SHORT EXERCISE ->
Reproduce verbatim the stretch of entries below from the line containing "Annotation guideline. For every instance of the dusk" through the line containing "[(152, 686), (787, 691), (711, 694)]", both lines included.

(begin)

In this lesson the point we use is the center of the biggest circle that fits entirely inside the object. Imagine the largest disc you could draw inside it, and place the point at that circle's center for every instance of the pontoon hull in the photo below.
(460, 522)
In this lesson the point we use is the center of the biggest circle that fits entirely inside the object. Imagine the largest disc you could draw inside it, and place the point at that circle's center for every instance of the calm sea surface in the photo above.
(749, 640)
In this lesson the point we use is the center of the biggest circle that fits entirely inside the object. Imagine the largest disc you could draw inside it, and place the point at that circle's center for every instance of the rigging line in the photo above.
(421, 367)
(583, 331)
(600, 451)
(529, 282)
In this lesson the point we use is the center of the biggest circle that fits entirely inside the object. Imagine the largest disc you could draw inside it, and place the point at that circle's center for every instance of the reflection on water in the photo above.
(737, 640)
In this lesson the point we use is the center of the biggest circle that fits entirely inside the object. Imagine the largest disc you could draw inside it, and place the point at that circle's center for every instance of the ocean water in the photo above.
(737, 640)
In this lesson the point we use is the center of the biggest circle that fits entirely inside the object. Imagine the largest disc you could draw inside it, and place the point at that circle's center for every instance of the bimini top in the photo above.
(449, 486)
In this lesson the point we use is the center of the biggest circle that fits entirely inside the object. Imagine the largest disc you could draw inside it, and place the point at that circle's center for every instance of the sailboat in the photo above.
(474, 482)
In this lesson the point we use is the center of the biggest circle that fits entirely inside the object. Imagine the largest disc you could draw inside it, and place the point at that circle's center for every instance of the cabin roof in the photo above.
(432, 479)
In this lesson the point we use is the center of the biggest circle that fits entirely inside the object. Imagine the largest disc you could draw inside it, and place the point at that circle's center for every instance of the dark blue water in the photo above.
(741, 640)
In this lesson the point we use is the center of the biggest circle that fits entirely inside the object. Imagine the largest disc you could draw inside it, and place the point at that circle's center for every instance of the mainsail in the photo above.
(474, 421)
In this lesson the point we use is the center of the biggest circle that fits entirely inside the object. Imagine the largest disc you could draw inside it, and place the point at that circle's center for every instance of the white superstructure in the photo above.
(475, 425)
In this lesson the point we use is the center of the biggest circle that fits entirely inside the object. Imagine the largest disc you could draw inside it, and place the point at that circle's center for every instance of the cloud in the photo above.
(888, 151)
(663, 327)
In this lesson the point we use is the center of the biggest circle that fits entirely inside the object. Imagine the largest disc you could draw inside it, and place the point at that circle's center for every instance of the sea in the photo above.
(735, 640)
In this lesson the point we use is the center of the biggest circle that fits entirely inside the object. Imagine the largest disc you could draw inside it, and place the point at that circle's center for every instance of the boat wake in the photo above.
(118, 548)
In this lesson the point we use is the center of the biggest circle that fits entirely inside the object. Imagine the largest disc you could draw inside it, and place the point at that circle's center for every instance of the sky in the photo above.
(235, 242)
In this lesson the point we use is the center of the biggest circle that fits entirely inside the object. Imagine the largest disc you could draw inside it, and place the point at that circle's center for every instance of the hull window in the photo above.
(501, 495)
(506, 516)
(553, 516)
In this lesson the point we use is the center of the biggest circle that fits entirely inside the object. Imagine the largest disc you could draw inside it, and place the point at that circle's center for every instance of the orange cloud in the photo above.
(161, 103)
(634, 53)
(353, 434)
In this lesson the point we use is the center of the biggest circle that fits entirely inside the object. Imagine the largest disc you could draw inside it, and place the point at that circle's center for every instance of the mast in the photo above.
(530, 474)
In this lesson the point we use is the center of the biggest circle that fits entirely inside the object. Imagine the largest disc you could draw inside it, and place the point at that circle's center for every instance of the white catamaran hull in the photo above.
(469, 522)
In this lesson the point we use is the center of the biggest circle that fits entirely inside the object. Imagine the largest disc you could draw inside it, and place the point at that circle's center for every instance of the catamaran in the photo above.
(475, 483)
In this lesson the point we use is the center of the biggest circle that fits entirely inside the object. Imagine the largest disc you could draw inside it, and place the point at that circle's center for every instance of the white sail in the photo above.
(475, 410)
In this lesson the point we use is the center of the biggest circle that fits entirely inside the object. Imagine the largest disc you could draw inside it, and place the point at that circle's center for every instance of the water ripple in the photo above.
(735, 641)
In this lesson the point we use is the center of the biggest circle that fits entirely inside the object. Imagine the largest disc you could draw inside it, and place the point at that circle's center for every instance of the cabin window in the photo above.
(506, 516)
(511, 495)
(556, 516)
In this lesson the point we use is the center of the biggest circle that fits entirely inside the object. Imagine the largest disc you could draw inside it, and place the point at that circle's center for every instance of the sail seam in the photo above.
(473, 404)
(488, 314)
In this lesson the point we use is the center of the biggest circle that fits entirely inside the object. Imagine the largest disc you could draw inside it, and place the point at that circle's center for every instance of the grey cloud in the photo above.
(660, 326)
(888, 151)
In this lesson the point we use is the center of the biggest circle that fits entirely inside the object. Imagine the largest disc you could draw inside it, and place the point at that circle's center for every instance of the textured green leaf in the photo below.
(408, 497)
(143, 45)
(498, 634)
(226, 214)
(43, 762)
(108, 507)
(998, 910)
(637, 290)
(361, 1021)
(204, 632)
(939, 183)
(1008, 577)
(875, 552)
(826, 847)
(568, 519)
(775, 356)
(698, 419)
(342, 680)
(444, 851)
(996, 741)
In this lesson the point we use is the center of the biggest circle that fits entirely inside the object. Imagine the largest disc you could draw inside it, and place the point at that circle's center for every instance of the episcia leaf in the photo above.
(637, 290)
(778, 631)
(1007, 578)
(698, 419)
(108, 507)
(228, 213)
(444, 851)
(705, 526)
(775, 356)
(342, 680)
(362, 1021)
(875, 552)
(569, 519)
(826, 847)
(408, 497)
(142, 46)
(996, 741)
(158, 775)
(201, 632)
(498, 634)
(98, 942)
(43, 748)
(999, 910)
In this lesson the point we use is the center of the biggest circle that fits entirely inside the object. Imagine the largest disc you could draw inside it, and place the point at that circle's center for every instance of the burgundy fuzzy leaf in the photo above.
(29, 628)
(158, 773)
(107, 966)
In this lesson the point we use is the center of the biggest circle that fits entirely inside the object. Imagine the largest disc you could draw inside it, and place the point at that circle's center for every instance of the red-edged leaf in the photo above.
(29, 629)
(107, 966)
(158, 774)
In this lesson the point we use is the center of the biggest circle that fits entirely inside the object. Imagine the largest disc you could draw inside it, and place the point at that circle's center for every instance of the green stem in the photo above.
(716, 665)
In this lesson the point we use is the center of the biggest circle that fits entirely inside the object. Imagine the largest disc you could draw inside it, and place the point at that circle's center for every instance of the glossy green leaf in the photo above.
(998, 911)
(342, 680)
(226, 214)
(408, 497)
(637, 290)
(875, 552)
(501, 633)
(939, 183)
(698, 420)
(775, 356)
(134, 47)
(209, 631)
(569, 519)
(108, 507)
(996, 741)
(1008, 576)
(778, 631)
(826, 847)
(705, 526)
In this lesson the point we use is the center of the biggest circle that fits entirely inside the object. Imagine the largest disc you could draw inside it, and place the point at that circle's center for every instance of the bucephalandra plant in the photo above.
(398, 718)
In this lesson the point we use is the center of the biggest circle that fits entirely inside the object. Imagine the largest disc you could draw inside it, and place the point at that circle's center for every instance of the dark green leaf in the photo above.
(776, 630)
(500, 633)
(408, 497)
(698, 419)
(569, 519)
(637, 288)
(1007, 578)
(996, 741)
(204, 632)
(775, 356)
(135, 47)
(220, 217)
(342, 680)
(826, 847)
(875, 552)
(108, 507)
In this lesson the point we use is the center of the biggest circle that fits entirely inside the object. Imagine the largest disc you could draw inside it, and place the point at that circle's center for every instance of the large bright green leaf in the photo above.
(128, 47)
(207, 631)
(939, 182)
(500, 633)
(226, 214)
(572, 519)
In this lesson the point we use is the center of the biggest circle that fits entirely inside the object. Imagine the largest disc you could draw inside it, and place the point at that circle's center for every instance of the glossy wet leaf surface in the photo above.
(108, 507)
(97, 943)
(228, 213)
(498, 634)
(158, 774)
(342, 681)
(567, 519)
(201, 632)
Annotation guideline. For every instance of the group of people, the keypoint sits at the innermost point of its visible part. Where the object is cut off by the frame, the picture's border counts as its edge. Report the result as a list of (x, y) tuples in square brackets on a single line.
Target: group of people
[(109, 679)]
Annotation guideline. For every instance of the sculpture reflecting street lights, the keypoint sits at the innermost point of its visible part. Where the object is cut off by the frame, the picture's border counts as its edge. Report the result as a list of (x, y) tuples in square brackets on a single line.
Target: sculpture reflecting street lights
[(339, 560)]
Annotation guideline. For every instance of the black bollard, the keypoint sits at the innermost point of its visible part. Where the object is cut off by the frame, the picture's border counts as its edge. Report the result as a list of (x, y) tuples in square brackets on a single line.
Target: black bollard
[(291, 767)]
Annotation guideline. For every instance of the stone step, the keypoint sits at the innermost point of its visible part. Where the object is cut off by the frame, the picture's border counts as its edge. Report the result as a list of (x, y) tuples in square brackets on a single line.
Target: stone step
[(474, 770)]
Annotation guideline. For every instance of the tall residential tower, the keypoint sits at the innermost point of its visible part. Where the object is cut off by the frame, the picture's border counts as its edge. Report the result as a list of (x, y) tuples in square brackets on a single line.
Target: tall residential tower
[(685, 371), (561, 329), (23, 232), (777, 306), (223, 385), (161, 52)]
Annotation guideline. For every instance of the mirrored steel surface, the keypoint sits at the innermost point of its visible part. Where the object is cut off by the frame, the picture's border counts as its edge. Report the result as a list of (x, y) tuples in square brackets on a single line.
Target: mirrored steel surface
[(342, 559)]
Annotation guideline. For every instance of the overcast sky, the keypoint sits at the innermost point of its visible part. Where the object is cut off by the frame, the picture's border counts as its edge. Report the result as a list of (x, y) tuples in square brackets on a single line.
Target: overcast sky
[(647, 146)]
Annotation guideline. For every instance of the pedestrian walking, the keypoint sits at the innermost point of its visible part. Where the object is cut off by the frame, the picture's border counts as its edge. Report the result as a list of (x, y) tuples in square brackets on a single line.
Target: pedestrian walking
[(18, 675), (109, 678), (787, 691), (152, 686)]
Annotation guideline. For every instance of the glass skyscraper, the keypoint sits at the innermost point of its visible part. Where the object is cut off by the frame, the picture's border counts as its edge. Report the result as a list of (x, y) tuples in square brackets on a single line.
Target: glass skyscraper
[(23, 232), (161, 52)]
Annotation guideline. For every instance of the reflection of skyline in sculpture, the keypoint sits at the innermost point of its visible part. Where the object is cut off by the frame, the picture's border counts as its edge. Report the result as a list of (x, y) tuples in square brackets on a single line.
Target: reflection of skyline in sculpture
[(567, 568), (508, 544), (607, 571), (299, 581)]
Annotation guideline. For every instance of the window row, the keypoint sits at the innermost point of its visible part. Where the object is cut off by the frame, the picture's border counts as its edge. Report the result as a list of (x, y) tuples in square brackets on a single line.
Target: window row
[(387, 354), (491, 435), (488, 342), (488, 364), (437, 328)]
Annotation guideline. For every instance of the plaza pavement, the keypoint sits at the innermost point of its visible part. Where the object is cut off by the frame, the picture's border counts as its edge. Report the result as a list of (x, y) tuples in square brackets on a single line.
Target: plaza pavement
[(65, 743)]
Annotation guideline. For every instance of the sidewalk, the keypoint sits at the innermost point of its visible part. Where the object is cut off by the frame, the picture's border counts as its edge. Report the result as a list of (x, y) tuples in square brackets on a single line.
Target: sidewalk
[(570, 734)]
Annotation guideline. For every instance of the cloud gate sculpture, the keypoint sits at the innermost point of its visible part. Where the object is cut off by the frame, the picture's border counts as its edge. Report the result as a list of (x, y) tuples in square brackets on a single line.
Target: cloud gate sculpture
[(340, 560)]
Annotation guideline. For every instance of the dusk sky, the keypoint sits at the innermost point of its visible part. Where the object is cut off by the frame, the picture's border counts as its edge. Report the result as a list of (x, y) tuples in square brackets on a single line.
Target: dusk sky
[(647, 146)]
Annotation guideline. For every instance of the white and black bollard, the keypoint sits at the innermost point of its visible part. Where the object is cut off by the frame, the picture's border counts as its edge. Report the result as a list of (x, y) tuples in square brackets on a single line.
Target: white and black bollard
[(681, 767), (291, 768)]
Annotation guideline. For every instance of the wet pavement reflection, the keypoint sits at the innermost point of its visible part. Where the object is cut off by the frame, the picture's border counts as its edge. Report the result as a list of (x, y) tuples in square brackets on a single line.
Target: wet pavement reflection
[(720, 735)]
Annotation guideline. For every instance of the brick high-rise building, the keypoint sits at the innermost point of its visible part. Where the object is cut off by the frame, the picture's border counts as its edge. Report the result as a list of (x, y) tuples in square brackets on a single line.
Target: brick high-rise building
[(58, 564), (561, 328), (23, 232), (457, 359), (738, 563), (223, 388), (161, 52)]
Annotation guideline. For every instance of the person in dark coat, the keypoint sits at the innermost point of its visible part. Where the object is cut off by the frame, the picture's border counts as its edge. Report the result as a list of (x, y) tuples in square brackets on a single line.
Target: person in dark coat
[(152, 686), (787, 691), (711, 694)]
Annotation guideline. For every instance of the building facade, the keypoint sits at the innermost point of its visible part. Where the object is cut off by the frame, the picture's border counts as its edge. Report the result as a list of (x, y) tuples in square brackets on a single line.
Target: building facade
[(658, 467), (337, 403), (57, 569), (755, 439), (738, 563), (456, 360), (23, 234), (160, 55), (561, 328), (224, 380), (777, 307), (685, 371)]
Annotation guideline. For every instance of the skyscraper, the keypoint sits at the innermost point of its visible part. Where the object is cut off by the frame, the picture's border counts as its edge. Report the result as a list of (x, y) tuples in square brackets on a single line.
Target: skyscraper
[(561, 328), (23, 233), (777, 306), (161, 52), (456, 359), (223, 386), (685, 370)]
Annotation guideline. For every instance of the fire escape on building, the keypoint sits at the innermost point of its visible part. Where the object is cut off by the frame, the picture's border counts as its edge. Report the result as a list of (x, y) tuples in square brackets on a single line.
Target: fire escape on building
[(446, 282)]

(end)

RESPONSE TO THE EXERCISE ->
Annotation guideline. For every instance of the dusk sky, the keypoint sits at the innermost point of its visible part. Where the object is cut off by the frame, the picture's border counts as its edge. Report the result as a list of (x, y) tuples in square brackets on a single line.
Target: dusk sky
[(647, 146)]
Annotation guideline. For every instance of the white and black bollard, the keypoint sits at the innermost point of its visible part. Where the object is cut off by the frame, the picture's border counts as its edge. Report the result as a list of (x, y) tuples in square brackets on a single line.
Target: white and black bollard
[(681, 767), (291, 768)]
Annotation guideline. For every instance of the wet pavement reflection, the keypoint sits at the innermost point of its visible part. Where the object is cut off by the frame, the picture's border counts as its edge. Report the result as a list of (x, y) tuples in square brackets on a single line.
Target: wet pavement reflection
[(720, 735)]
Annotation guideline. For every instance of the brick high-rise building, the keypoint sits at the innermost point of its visible part. Where the object is cut off by the frame, the picture's border counts as its edge. Report the result as a list of (x, y) tuples in square brackets on a single line.
Target: brick high-rise building
[(58, 564), (561, 328), (23, 232), (457, 359), (738, 563), (223, 388), (161, 52)]
Annotation guideline. For every instance of the person in dark coat, the keypoint sits at the innermost point of its visible part. Where the object is cut off by the frame, the picture's border counts as its edge. Report the result as a list of (x, y) tuples in square brackets on a single line.
Target: person in dark coat
[(152, 686), (787, 691), (711, 694)]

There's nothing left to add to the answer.